Données fournies:
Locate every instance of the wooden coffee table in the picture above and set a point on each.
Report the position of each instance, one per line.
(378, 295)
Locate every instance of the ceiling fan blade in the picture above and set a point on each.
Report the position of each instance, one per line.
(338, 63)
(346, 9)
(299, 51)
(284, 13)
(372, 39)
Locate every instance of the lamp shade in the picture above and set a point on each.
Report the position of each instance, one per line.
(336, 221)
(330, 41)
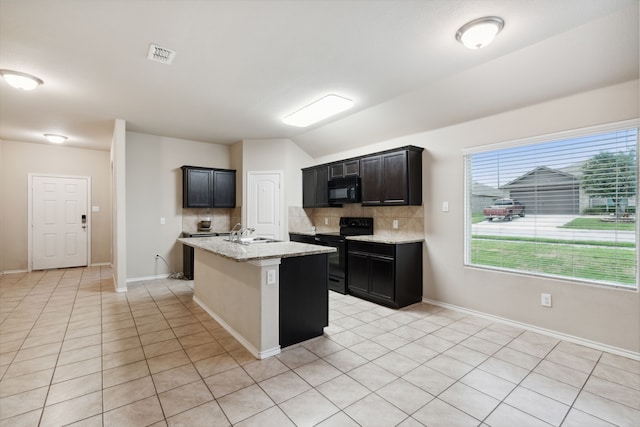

Consigne:
Convertissez les lignes ci-dessus en un tableau Markdown à deux colonnes, « Numéro » et « Ligne », qui donne pour chaque ligne son numéro et son texte, sans les lignes vides. Laissez les images hors de la réponse.

Réponse:
| Numéro | Ligne |
|---|---|
| 1 | Locate every instance of the wooden coffee table in the picture above and set a point on each. |
| 2 | Report the position of each instance, one per line. |
| 3 | (378, 295) |
| 4 | Locate every instance of the ceiling fan blade in the picture above and set a point on each. |
| 5 | Report the position of each instance, one per line. |
| 6 | (338, 63) |
| 7 | (346, 9) |
| 8 | (299, 51) |
| 9 | (284, 13) |
| 10 | (372, 39) |
| 11 | Locate every instance of the lamp shade in the picture above and set a point on each. |
| 12 | Report the position of each instance, one per line. |
| 13 | (336, 221) |
| 14 | (330, 41) |